- Given exercise -
Please list every line of the records below that contains the word "hung", copying each such line in full.

- Stored records -

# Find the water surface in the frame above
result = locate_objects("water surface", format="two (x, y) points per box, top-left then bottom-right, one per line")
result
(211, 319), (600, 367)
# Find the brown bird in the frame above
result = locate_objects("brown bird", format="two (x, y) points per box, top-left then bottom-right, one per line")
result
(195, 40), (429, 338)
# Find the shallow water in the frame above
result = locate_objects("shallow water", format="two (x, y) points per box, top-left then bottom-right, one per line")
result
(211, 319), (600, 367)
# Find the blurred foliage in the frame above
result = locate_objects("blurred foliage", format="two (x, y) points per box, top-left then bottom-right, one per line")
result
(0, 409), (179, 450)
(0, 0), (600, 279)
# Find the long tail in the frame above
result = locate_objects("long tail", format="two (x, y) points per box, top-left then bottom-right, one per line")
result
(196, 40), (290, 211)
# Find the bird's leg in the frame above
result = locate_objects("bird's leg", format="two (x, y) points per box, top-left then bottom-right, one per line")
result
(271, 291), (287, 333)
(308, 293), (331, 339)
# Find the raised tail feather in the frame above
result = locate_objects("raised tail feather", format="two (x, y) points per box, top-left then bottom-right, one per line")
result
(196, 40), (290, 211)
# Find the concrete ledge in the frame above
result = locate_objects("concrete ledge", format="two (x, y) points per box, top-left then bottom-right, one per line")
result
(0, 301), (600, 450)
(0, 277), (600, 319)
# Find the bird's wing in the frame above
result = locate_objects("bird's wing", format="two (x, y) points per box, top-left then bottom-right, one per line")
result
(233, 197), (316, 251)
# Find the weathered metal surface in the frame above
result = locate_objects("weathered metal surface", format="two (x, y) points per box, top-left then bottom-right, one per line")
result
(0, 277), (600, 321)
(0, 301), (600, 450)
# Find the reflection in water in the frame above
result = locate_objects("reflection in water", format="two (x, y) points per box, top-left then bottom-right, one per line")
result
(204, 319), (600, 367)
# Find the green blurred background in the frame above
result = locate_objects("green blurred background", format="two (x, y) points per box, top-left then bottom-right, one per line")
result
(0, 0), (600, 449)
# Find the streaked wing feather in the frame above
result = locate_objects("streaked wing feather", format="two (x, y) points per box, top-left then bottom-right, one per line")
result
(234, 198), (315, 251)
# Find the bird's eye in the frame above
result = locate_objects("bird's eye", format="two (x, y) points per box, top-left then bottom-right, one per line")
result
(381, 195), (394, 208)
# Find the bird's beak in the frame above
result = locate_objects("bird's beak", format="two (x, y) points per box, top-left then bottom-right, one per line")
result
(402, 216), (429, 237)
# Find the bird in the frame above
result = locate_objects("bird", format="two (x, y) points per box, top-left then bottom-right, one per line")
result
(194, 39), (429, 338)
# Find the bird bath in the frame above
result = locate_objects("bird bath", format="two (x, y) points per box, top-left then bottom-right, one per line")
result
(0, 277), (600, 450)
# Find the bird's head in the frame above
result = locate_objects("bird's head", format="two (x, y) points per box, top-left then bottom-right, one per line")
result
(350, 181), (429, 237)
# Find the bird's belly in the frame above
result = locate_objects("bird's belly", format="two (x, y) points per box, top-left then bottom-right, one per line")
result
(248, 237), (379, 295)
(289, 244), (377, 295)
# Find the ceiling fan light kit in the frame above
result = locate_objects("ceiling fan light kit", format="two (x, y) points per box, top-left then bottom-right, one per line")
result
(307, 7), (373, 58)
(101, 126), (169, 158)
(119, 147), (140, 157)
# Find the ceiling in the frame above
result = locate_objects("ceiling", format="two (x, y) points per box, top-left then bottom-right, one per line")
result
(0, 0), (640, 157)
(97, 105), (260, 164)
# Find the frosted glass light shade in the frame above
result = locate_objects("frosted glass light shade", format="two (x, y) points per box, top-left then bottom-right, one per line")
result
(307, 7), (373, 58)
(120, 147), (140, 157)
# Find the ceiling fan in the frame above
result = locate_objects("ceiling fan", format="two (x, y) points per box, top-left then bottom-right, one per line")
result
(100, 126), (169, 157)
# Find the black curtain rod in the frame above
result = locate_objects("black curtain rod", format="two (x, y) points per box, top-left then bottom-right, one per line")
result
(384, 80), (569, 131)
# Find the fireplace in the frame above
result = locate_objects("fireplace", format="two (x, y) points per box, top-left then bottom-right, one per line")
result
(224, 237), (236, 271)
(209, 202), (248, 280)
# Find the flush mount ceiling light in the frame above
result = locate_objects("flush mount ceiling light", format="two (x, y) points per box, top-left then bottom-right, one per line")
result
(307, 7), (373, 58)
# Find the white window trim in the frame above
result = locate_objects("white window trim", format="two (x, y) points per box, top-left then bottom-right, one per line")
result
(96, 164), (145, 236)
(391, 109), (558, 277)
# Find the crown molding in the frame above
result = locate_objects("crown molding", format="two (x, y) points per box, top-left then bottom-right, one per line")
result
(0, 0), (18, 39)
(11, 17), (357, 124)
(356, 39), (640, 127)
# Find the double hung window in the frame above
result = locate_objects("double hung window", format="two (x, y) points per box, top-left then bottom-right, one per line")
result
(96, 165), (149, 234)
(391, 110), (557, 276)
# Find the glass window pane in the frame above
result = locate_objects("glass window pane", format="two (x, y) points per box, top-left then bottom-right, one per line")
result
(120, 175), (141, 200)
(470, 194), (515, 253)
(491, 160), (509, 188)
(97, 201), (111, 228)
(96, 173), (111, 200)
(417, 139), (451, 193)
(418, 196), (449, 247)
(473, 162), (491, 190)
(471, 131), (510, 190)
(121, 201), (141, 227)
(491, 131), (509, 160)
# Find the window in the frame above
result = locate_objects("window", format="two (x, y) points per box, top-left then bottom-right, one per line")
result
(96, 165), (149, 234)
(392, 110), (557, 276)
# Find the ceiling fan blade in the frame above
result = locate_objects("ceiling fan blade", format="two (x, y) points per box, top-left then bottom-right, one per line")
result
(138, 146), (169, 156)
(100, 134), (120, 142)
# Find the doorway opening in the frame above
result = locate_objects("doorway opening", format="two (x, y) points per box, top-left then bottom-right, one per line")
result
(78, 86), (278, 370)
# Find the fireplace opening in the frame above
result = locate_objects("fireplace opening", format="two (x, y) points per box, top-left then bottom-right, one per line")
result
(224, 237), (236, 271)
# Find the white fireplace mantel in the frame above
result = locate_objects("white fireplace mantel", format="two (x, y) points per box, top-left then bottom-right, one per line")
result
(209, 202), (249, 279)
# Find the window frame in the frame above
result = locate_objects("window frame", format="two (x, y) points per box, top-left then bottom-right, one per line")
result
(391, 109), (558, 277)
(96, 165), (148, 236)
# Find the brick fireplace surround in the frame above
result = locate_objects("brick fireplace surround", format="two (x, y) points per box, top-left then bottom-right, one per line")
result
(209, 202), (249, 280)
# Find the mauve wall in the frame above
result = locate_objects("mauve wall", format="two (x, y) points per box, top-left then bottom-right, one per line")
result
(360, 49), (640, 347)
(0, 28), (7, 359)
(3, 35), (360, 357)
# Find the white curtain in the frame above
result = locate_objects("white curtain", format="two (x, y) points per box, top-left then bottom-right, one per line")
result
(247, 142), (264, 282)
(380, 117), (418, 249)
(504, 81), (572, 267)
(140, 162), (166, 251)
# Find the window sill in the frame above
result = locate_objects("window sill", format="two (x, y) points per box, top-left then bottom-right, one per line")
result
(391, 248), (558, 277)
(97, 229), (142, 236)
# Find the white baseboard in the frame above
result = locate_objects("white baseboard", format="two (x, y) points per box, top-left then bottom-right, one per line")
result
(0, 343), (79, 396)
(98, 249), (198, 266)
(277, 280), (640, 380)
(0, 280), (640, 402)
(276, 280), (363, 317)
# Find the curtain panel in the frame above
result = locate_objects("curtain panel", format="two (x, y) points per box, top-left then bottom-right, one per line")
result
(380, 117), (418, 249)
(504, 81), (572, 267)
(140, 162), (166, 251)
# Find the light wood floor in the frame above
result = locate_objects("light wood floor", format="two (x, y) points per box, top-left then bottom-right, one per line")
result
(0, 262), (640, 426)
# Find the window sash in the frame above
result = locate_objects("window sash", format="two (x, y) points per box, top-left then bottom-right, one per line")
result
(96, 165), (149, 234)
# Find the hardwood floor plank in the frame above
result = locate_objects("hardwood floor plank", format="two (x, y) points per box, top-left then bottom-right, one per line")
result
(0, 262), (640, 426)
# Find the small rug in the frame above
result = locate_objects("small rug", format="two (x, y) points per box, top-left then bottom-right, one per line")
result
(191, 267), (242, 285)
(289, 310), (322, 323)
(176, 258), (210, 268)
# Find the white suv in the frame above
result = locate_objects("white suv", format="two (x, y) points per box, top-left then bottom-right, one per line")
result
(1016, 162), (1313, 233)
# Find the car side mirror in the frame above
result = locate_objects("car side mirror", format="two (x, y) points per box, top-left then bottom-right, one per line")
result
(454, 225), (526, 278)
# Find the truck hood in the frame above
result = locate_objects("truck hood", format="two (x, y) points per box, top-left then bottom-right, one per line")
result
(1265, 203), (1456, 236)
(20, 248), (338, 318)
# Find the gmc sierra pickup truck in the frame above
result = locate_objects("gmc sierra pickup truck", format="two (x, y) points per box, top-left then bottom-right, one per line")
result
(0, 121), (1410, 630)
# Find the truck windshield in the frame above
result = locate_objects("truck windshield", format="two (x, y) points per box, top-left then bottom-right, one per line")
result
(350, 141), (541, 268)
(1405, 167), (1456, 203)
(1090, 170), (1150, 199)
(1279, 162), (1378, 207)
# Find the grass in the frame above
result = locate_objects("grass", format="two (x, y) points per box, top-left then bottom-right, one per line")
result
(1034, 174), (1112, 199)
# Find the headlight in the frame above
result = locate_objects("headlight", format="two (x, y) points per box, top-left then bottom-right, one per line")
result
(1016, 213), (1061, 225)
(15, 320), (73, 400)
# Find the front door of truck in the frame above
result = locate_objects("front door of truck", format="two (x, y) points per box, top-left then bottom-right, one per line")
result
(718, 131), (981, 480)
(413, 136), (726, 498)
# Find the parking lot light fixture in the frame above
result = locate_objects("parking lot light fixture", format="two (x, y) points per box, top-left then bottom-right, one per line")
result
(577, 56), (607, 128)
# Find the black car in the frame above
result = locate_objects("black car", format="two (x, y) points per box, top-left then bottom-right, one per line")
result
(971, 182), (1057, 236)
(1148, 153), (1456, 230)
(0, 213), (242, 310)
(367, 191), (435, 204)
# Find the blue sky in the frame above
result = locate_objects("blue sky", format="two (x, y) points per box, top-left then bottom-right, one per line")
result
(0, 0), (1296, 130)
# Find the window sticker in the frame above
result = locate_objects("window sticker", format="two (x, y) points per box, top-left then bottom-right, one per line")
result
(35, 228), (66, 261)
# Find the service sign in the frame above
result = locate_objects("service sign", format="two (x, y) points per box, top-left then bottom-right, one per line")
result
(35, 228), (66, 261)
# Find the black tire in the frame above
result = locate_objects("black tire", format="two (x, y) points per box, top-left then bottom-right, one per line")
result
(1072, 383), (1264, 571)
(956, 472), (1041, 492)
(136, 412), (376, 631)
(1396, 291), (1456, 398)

- Complete answer -
# Find the double hung window in the frame above
result = locate_objects("double hung window", format="two (x, y) points per box, top-left then bottom-right, one per line")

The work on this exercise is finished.